**To-do list:**
1 – In the article on illicit trade in India, what share of the gold entering India is estimated to arrive through illicit trade?
2 – Pick up the article on illicit trade in India after its final sentence and keep writing.

**Text section:**
___

Millennium Post

From the roots

Curbing rampant illicit trade in India is only achievable by disincentivising the practice

From the roots

Across the globe, illicit networks are infiltrating and corrupting legitimate business markets, reducing productivity, and hampering investments in research and development, not to mention, jeopardising public health and eroding the security of our institutions and governments. We are constantly at war with this invisible enemy, which has visible ramifications. Illicit trade has been around for centuries. However, it is the number of products and people involved, and the nefarious intentions that have increased manifolds in the recent years. Substantial profits derived from trafficking have led perpetrators to continuously develop more sophisticated techniques to carry out their evil activities.

Since, smuggling is a secret, hidden, and risky activity, there are several reasons which act as its determinants. The question of whether high tariff rates and excessive regulations on goods are key causes for illicit trade has been much debated, but there is no reason to doubt its substantial reality. High import duty on manufactured and other goods increases the price differential, and, therefore, provides financial incentives and motivation for engaging in smuggling activities. The empirical findings by Buehn and Farzanegan point that higher tariffs are important push factors for smuggling.

A case in point is gold which attracts a high import duty. It is estimated that up to one-fourth of the total volume of gold entering India arrives through illicit trade. During the year 2019-20 itself, smuggled gold valued at Rs 1,828 crore has been seized by Indian Customs which is only a small portion of the total quantity smuggled to meet the ever insatiable demand of the people for this item.

A paper by OECD on 'Illicit Trade Converging Criminal Networks' emphasises how markets with the highest excise regimes tend to have greater problems with illicit trade, whether smuggling or counterfeiting. Since, indirect taxes such as customs duty, GST, excise, etc., have the effect to raise the prices of products, the financial rewards for those who avoid paying the taxes can be huge, and markets with the biggest 'tax opportunity' are most targeted. India is definitely a victim on this account.

___

**Data excerpts:**

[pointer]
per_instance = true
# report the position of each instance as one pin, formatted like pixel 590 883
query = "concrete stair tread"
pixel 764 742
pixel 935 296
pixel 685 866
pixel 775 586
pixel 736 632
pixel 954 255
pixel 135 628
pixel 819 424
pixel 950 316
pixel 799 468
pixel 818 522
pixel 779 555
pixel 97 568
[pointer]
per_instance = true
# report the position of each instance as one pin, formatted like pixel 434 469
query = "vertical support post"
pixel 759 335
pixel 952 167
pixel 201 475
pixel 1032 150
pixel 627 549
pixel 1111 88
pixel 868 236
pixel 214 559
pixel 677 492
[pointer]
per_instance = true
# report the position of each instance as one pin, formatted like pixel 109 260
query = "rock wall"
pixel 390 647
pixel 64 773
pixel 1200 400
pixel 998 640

___

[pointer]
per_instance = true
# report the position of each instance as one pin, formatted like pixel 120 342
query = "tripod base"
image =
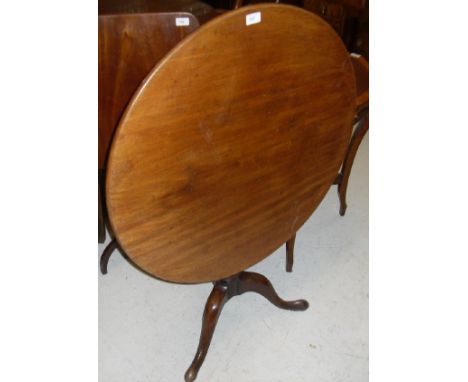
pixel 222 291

___

**The results:**
1 – Up to one-fourth.

2 –
We find another item, i.e., cigarettes which remains a highly taxed product, is hugely smuggled worldwide. A world customs journal states that experience across both advanced and developing economies demonstrates that the key economic drivers influencing illicit tobacco trade are excessive tax levels, usually resulting in a sharp decline in the affordability of cigarettes through the licit supply chain. In India, high and constantly increasing tax rates provide a profitable opportunity for tax evasion through illegal trade in respect of both imported and domestically manufactured cigarettes. While legal manufacturers abide by regulations and invest heavily in innovation and product development, with brands serving as guarantees of quality and safety, it is unfortunate that extreme regulations provide further encouragement to the illegal cigarette trade in India, as they do not comply with tobacco control regulations of the Government.

It is important to note that on items like tobacco products and alcoholic beverages, since tax rates are kept high; there is lesser compliance and higher evasion. A TRACIT study on 'Mapping the Impact of Illicit Trade in Sustainable Development Goals' clearly elaborates how excessive regulations and restrictions on alcoholic beverages have acted as a key enabler for illicit alcohol trade.

India is one of the fastest-growing economies of the world. This makes it a target of choice for all those indulging in smuggling and counterfeiting. Combating illicit trade is essential if economies and societies are to be protected and made prosperous. FICCI's Committee Against Smuggling and Counterfeiting Activities Destroying the Economy (CASCADE) has been at the forefront in understanding this complex adversary. Since its inception in 2011, it has been relentlessly working with policymakers, industry, enforcement agencies, and the society at large in generating public awareness on the twin threat of smuggling and counterfeiting. A recent study by CASCADE titled 'Invisible Enemy: Impact of Smuggling on Indian Economy and Employment' has estimated that due to smuggling, Indian economy incurred sales loss of Rs 1,17,253 crore, and further loss of 16.36 lakh livelihood opportunities during 2017-18 in just five key sectors namely — textiles, tobacco products (cigarettes), readymade garments, capital goods (machinery and parts) and consumer (electronics) durables.

Over the years, several initiatives, collaborations, stakeholder consultations, policy and legislative work has been done to curb this threat. In spite of numerous measures which are being undertaken, India ranks low in the Global Illicit Trade Environment Index and needs quantifiable actions to minimise the risks of illicit trade on the economy. Apart from robust processes in place to catch the criminals who indulge in such activities, having a balanced tax regime and regulations that disincentivises illicit trade is the need of the hour. The Government while taking taxation policy decisions needs to take this reality also into account.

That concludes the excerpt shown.